(Beginning of Task input)
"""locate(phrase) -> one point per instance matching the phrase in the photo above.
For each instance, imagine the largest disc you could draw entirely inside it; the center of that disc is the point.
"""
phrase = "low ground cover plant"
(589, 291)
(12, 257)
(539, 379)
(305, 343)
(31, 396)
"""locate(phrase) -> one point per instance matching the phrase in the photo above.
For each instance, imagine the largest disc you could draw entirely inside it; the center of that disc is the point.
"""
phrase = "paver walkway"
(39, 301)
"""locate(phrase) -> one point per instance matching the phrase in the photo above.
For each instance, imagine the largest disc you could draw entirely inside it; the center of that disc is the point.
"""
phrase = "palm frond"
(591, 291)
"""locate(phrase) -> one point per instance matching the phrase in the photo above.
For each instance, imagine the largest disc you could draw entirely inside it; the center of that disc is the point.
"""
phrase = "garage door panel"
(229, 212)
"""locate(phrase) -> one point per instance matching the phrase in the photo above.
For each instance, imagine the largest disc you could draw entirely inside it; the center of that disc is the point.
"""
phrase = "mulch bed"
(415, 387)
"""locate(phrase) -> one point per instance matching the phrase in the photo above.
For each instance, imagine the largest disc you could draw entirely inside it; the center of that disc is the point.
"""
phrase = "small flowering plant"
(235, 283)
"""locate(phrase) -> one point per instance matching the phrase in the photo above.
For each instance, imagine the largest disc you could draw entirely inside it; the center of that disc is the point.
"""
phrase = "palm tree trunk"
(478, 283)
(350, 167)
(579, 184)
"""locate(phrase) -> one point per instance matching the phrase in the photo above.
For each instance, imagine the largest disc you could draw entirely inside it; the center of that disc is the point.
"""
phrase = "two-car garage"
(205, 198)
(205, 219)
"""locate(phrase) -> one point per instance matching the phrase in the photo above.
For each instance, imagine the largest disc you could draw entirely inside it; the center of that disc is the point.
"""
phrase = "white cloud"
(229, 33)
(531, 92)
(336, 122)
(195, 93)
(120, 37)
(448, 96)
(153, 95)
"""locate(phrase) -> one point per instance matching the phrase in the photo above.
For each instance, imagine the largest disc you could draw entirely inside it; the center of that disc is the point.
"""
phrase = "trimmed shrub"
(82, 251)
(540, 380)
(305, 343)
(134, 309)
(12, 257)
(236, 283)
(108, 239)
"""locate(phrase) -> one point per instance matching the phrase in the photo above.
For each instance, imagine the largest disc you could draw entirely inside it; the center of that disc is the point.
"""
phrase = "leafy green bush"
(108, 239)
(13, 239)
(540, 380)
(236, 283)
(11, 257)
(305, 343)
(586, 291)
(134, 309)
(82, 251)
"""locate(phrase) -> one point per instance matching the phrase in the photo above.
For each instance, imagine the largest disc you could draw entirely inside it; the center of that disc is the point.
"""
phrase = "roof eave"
(End of Task input)
→ How to complete this task:
Would you copy out each record precisely as it stands?

→ Response:
"""locate(phrase) -> one point per instance matching the phrase in the photo above.
For each instance, imagine the largest disc you could draw entirely inside it; the center of that disc is the point.
"""
phrase = "low ground cover plant"
(589, 291)
(12, 257)
(539, 379)
(305, 343)
(31, 396)
"""locate(phrase) -> one point per instance matching the phrase in the photo above.
For each instance, imagine the largest disc you could draw entirely inside it; the center of that disc is the point.
"""
phrase = "paver walkway"
(39, 301)
"""locate(phrase) -> one point per instance matching the phrase in the photo above.
For each instance, imagine the largest disc you could draw entirely inside it; the center of that disc is the point.
"""
phrase = "palm frond"
(591, 291)
"""locate(phrase) -> one point per instance matching the phrase in the photo above.
For each instance, imagine the largest disc you could draw entirely inside it; the center of that disc is the point.
"""
phrase = "garage door panel"
(229, 212)
"""locate(phrase) -> one point per instance matching the phrase in the photo above.
For each instance, imagine the largest disc you could draw entirely inside it; the center of that disc is the point.
"""
phrase = "mulch bed"
(415, 387)
"""locate(phrase) -> one point per instance matching the phrase in the photo above.
For each instance, imagine the largest disc you could draw entirely inside it; the center of that disc is the point.
"""
phrase = "small flowering plant"
(235, 283)
"""locate(phrase) -> one point per instance matching the phrase in the photo above.
For each instance, imagine the largest disc you could draw entirely inside it; the center of that disc is the point.
"""
phrase = "palm tree trunk"
(478, 283)
(350, 167)
(579, 184)
"""locate(phrase) -> one point per instance matching the phrase in the photo above.
For each instance, imagine the largest disc you could draw entirely inside it; the center of that disc is the point.
"""
phrase = "two-car garage"
(205, 198)
(205, 219)
"""locate(phrase) -> one point per instance matching the phrase in the photo above.
For each instance, imagine the largest disc you could draw entirely inside it; the center of that disc is the point.
"""
phrase = "white cloud"
(229, 33)
(531, 92)
(336, 122)
(195, 93)
(120, 37)
(448, 96)
(153, 95)
"""locate(phrase) -> one point per instance matching the phrase in the photo above.
For each instance, imagine the largest disc you could draw entirely inside it; the center of that disc is the point.
"""
phrase = "trimmed shrub"
(82, 251)
(540, 380)
(305, 343)
(134, 309)
(12, 257)
(236, 283)
(108, 239)
"""locate(phrase) -> one point per instance matching the phrase in the photo above.
For each instance, imagine the largest disc you could draw entirely inside it; the center of that disc is the point.
"""
phrase = "leafy green bush"
(108, 239)
(13, 239)
(540, 380)
(236, 283)
(11, 257)
(305, 343)
(586, 291)
(134, 309)
(82, 251)
"""locate(phrase) -> one point per instance matching the phrase in the photo above.
For each instance, imagine the largest disc you could draw entirely inside it; the center of that disc is the point.
"""
phrase = "roof eave"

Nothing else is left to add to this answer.